> [Problem details]: Decide whether each statement agrees with the text on World Cinema at the JEONJU IFF, answering yes or no and quoting the deciding words of the text. 1. World Cinema this year has four more titles than the year before. 2. Lee Sang-il wrote the novel that Wandering is based on. 3. Four Journeys opened the 2022 Intl. Documentary Film Festival Amsterdam.

> [Exercise text]:
--------------------------------

World Cinema, which introduces films of various genres from around the world, is a crucial section that serves as the backbone of the JEONJU IFF’s programs. This year, World Cinema will feature a total of 23 titles, four more than the previous year.
First up is Laurent Cantet’s latest film Arthur Rambo. Cantet is a veteran filmmaker, whose film Human Resources (1999) was screened in the inaugural JEONJU IFF and Foxfire: Confessions of a Girl Gang (2012) opened the 14th edition. Arthur Rambo is a film based on a true story of a popular, promising writer who loses everything overnight due to the hate-filled messages he had posted to social media before he rose to fame. For the first time in years, Lee Sang-il, a third generation Korean-Japanese filmmaker based in Japan, will also present his new film Wandering, based on the novel The Wandering Moon by Nagira Yuu. Cinematographer Hong Kyung-pyo’s wonderful visual images will particularly impress the audience. Another Japanese filmmaker, Yoshino Kohei, will showcase ANIME SUPREMACY!, which tells an interesting story about two animated films in fierce competition.
Official Competition, directed by two Argentine filmmakers, begins with a wealthy businessman deciding to produce a film to make a name for himself by hiring Lola (Penélope Cruz), a prominent director who swept awards at International film festivals to direct the film. In this movie, the audience will be able to enjoy the performance of not only Penélope Cruz, but other actors such as Antonio Banderas and Oscar Martínez. Another Argentine film The Middle Ages depicts a family in lockdown during the COVID-19 pandemic. Four Journeys, which opened the 2022 Intl. Documentary Film Festival Amsterdam, is an intensely personal film about the director’s journey to find his roots after he was adopted abroad due to China´s one-child policy. In addition, World Cinema presents a variety of Asian films, including Leonor Will Never Die from the Philippines, Barbarian Invasion from Hong Kong, Virgin Blue from China, and Hit the Road from Iran.

--------------------------------

> [Data section]:
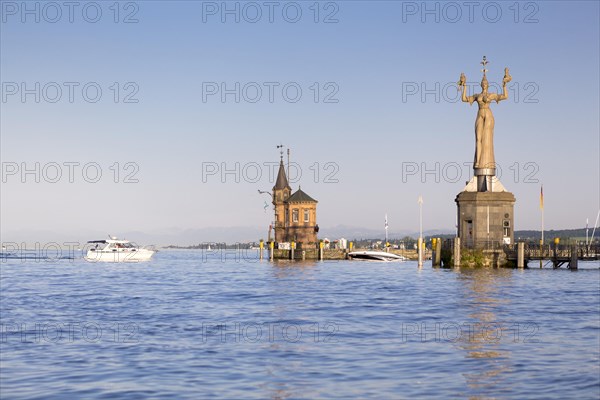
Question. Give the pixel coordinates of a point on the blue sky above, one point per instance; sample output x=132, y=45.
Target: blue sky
x=371, y=61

--------------------------------

> [Answer section]:
1. Yes: "This year, World Cinema will feature a total of 23 titles, four more than the previous year."
2. No: "based on the novel The Wandering Moon by Nagira Yuu"
3. Yes: "Four Journeys, which opened the 2022 Intl. Documentary Film Festival Amsterdam"